** Opening Available records block **

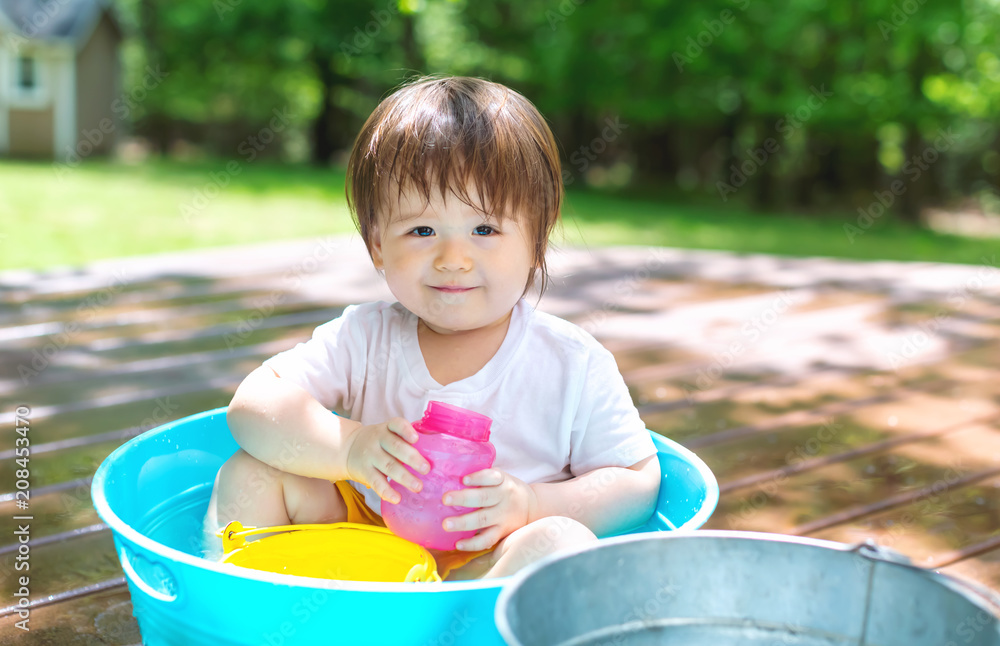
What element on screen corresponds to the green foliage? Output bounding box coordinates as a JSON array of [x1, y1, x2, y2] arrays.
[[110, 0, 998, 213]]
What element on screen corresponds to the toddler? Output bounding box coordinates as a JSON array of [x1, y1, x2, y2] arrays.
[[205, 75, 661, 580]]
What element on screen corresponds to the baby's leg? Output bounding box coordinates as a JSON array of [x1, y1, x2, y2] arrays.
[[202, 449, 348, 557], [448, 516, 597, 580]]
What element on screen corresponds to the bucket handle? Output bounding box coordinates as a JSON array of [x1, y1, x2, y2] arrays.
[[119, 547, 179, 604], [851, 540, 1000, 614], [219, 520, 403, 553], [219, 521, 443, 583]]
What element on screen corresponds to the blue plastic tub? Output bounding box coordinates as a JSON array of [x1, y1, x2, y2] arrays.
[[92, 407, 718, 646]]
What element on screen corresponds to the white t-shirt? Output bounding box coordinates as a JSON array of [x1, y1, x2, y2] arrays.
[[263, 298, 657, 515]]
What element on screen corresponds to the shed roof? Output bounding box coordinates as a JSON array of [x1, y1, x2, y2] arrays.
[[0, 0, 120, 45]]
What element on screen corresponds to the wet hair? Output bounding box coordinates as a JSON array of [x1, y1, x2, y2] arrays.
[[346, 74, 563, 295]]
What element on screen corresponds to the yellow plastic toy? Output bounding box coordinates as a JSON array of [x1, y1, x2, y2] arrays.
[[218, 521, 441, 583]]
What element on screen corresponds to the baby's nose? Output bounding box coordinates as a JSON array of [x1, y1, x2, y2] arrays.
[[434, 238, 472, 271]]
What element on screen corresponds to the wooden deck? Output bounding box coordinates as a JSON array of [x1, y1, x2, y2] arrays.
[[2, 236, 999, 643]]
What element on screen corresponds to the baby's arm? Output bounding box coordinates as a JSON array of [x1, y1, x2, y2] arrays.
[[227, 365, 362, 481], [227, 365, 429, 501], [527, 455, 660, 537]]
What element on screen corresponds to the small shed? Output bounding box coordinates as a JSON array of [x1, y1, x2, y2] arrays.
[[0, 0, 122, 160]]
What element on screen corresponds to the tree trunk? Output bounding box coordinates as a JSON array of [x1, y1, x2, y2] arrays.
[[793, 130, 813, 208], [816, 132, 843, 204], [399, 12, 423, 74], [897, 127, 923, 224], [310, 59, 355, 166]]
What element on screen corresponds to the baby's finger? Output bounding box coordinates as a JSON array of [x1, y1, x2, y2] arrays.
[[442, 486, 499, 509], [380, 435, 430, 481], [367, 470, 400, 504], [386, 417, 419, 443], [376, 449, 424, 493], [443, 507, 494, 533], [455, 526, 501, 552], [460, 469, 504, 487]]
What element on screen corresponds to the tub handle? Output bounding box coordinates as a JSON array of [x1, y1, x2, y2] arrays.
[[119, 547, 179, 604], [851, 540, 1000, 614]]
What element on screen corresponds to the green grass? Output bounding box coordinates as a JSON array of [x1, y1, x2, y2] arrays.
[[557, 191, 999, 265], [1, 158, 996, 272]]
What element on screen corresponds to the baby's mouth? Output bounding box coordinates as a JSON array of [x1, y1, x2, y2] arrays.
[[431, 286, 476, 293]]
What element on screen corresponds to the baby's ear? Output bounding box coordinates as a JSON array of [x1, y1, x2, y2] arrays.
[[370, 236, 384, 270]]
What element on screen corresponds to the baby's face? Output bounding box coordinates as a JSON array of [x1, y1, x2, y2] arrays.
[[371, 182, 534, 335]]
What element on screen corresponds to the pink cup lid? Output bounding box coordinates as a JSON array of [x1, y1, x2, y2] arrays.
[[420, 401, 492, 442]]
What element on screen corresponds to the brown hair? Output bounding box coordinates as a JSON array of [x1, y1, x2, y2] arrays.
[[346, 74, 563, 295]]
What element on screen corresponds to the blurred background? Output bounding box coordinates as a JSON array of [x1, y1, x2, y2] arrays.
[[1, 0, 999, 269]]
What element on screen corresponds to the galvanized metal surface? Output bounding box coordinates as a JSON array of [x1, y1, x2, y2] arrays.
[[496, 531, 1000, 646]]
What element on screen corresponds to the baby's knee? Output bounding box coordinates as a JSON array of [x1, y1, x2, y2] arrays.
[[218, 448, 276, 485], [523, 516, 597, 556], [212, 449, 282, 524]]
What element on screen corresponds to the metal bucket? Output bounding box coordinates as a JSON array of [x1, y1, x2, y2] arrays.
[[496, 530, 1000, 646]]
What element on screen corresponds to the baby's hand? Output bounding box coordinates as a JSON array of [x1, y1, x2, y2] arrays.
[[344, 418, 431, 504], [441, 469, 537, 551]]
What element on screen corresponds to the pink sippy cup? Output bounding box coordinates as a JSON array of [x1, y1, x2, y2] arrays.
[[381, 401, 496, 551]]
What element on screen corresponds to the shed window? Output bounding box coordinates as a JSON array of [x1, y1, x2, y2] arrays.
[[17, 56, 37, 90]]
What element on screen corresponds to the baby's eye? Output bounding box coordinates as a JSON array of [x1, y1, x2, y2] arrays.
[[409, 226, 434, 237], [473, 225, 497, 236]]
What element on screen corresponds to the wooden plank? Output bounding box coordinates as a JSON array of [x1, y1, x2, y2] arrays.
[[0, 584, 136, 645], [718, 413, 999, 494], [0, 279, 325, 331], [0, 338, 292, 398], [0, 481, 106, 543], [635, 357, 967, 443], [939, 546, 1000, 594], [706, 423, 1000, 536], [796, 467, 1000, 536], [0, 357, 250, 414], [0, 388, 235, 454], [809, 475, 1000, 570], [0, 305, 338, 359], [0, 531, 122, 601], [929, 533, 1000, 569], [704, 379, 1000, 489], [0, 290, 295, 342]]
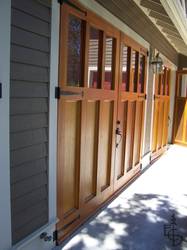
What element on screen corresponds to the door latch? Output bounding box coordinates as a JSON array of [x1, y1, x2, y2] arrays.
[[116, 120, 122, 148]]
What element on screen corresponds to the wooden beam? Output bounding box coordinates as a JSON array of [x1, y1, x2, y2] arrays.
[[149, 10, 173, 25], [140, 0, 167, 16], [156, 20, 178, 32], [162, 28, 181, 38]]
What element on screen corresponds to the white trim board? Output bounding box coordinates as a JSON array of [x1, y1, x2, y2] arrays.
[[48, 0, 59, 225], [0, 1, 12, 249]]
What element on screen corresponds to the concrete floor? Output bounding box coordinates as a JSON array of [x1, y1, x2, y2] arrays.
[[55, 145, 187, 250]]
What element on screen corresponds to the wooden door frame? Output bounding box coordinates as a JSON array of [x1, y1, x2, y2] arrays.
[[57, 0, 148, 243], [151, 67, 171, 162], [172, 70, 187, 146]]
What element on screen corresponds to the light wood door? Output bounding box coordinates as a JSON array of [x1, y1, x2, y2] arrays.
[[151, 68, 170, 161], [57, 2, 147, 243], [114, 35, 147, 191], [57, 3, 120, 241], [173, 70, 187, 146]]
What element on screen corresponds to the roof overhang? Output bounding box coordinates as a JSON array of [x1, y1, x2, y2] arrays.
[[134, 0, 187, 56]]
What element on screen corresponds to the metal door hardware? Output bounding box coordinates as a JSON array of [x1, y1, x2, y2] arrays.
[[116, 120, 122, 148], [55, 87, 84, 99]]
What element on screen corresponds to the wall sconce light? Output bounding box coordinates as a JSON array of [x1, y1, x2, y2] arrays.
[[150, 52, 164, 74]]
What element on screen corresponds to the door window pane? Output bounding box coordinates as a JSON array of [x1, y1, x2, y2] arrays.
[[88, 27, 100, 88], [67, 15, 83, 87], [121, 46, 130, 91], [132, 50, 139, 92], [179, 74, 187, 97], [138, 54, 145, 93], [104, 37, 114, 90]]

** Closing Available records block **

What to work on:
Every line above is to be written out unchanged, with the pictures omitted.

Reply:
What element on screen corresponds to the green foliage? Output bounding box coordinates as a JSON array of [x1, y1, x2, y2] arrays.
[[110, 0, 998, 213]]
What element on screen corresponds to the toddler? Output bounding box coordinates as a JSON array of [x1, y1, x2, y2] arrays.
[[205, 75, 661, 580]]
What element on screen corresponds to the baby's leg? Output bounding box coordinates as a JSON array of [x1, y1, x2, y2] arrays.
[[202, 449, 348, 557], [448, 516, 597, 580]]
What element on screen corresponds to the bucket handle? Output bounding box coordinates as a JSON array of [x1, y1, x2, y2] arrays.
[[119, 547, 179, 604], [851, 540, 1000, 614], [219, 520, 403, 553], [219, 521, 443, 583]]
What element on screen corresponds to the blue plastic tub? Output bounding box coordinates as a JSON array of [x1, y1, x2, y2] arrays.
[[92, 407, 718, 646]]
What element on screen corresponds to the white t-shirt? Output bounding box coordinates as a JSON array of [x1, y1, x2, y2] arrays.
[[263, 298, 657, 515]]
What element on screen corresponds to the shed roof? Output bounding box coordinates as a JSON array of [x1, y1, x2, y2] arrays.
[[0, 0, 120, 45]]
What element on screen corresponds to the wet hair? Output bounding box coordinates as a JSON array of [x1, y1, x2, y2] arrays.
[[346, 74, 563, 295]]
What element on screen corresponds to the yellow plastic toy? Output bounding box coordinates as a JSON array of [x1, y1, x2, y2] arrays.
[[218, 521, 441, 583]]
What element on screen corresponds to the baby's nose? Output bounding box coordinates as a JSON array of [x1, y1, x2, y2] arrays.
[[434, 238, 472, 271]]
What element on screen corresponds to the wooden deck? Output bounding box coordinates as a JSON array of [x1, y1, x2, y2] arrays.
[[2, 236, 999, 643]]
What element on screen corresponds to the baby's arm? Output bounding box coordinates as a JSON array of [x1, y1, x2, y2] arrays.
[[227, 365, 362, 481], [227, 365, 429, 501], [527, 455, 660, 537]]
What element on screen corresponds to the small shed? Output bounding box coordinates as a JSON array of [x1, y1, x2, y2] arrays.
[[0, 0, 122, 160]]
What element on screen corresponds to the tree trunk? Output bounding box coordinates as a JSON array of [x1, y1, x2, y2] arrays.
[[793, 130, 813, 208], [816, 132, 843, 204], [399, 12, 423, 74], [897, 127, 923, 224], [310, 59, 355, 166]]
What element on screen corresponds to the baby's finger? Output bounding box coordinates as a JSON array of [x1, y1, x2, y2] arrays.
[[442, 486, 499, 509], [380, 435, 430, 481], [367, 470, 400, 504], [386, 417, 419, 443], [376, 449, 424, 493], [443, 507, 494, 533], [455, 526, 501, 552], [460, 469, 504, 487]]
What element on screen corresponds to the tub handle? Output bounding box coordinates as a JSON array of [x1, y1, x2, y2] arrays.
[[119, 547, 179, 604], [851, 540, 1000, 614]]
What element on screen corresponds to the green grass? Output bounding box coordinates as a JSON array of [x1, y1, x2, y2] arrays.
[[557, 191, 999, 265], [1, 158, 996, 272]]
What element on screen corresponds to the baby's mouth? Output bounding box coordinates as a JSON array of [x1, y1, x2, y2] arrays.
[[431, 286, 476, 293]]
What element on screen corresponds to the baby's ear? Output bounding box coordinates as a JSON array of [x1, y1, x2, y2] arrays.
[[370, 236, 384, 270]]
What element on screen corresponds to the baby's face? Output bounding box coordinates as a JSON array of [x1, y1, x2, y2] arrays.
[[371, 182, 534, 335]]
What element on screen corresponds to the pink cup lid? Output bounding box coordinates as a JSON array of [x1, y1, x2, y2] arrays.
[[420, 401, 492, 442]]
What element on screen corresponds to the brown hair? Output bounding box coordinates as a JSON array of [x1, y1, x2, y2] arrays.
[[346, 74, 563, 295]]
What element on screen corresponds to the blurred background? Output bounding box coordinates as a JSON array of [x1, y1, x2, y2] arrays.
[[1, 0, 999, 269]]
What element on screen corresponds to the galvanized metal surface? Output bounding box coordinates as a JSON array of [x1, y1, x2, y2] arrays.
[[496, 531, 1000, 646]]
What element on screen corresponds to the baby's knee? Output bounding box coordinates as a JSON array of [x1, y1, x2, y2] arrays.
[[218, 448, 276, 485], [523, 516, 597, 556], [212, 449, 282, 524]]
What element on screen corresponds to the metal bucket? Output bounding box coordinates as a JSON array of [x1, y1, x2, y2] arrays.
[[496, 530, 1000, 646]]
What element on screen corresponds to the baby's hand? Output bounding box coordinates as a JSON array of [x1, y1, x2, y2] arrays.
[[344, 418, 431, 504], [441, 469, 537, 551]]
What element on screen corresponds to the pink sippy cup? Output bounding box coordinates as a JSON array of [x1, y1, x2, y2] arrays.
[[381, 401, 496, 551]]
What element on screen corresponds to the shed window? Output bounding box coordinates as a JSON array of [x1, y1, x2, y2] arrays.
[[17, 56, 37, 90]]
What element on screen corresponds to the baby's eye? Output bounding box coordinates as a JSON array of [x1, y1, x2, y2] arrays.
[[409, 226, 434, 237], [473, 225, 497, 236]]
What element on screen corresponds to the wooden plank? Output bounding box coordinates as a JSON array of [x1, y1, x2, y2] arrays.
[[0, 584, 136, 645], [718, 413, 999, 494], [0, 279, 325, 331], [0, 338, 292, 398], [0, 481, 106, 543], [635, 357, 967, 443], [939, 546, 1000, 594], [706, 423, 1000, 536], [796, 467, 1000, 536], [0, 357, 250, 414], [0, 388, 235, 454], [809, 475, 1000, 570], [0, 305, 338, 359], [0, 531, 122, 601], [929, 533, 1000, 569], [704, 379, 1000, 489], [0, 290, 295, 342]]
What element on screen corresponds to the door latch? Output bounding box coordinates as a JSON array of [x1, y1, x2, y2] arrays.
[[116, 120, 122, 148]]
What element on screen corresponds to the wooden beam? Output bounding box coordinates as a JSON array of [x1, y1, x2, y2] arrays.
[[149, 10, 173, 25], [140, 0, 167, 16], [156, 20, 178, 32], [162, 28, 181, 38]]
What element on screen corresponds to the white trim board? Output bounding box coordinates as a JSON array of [x1, y1, x2, y2] arrays.
[[48, 0, 59, 225], [0, 1, 12, 249]]
What element on screen corresponds to the concrete floor? Output bounding box coordinates as a JSON array of [x1, y1, x2, y2] arrays.
[[55, 145, 187, 250]]
What element on screen corresponds to the wooden door frame? Output bounding box coordinates as a JSON array of [x1, y1, x2, y2] arrays.
[[57, 0, 148, 243], [151, 67, 171, 162], [172, 70, 187, 146]]
What element on screen corresponds to the light wood door? Output bounding box coordinates as a JSON array of [x1, y1, x2, y2] arrays.
[[151, 68, 170, 161], [57, 2, 147, 243], [114, 35, 147, 191], [57, 3, 120, 241], [173, 70, 187, 146]]
What element on screen corresponds to the roof overhang? Output bounding box coordinates as a JSON array of [x1, y1, x2, y2] arrays.
[[134, 0, 187, 56]]
What element on screen corresponds to the metal door hardware? Output bounding box coordinates as a JSON array of [x1, y1, x2, y2] arrays.
[[116, 120, 122, 148], [55, 87, 84, 99]]
What element on screen corresponds to the wall sconce light? Output bounding box coordinates as a JSON array of [x1, y1, x2, y2] arrays.
[[150, 52, 164, 74]]
What element on screen corresponds to the door window pane? Output bounding box coordinates as a JSON array of [x1, y1, x2, y2] arrays.
[[88, 27, 100, 88], [67, 15, 83, 87], [121, 46, 130, 91], [132, 50, 139, 92], [179, 74, 187, 97], [138, 54, 145, 93], [104, 37, 114, 90]]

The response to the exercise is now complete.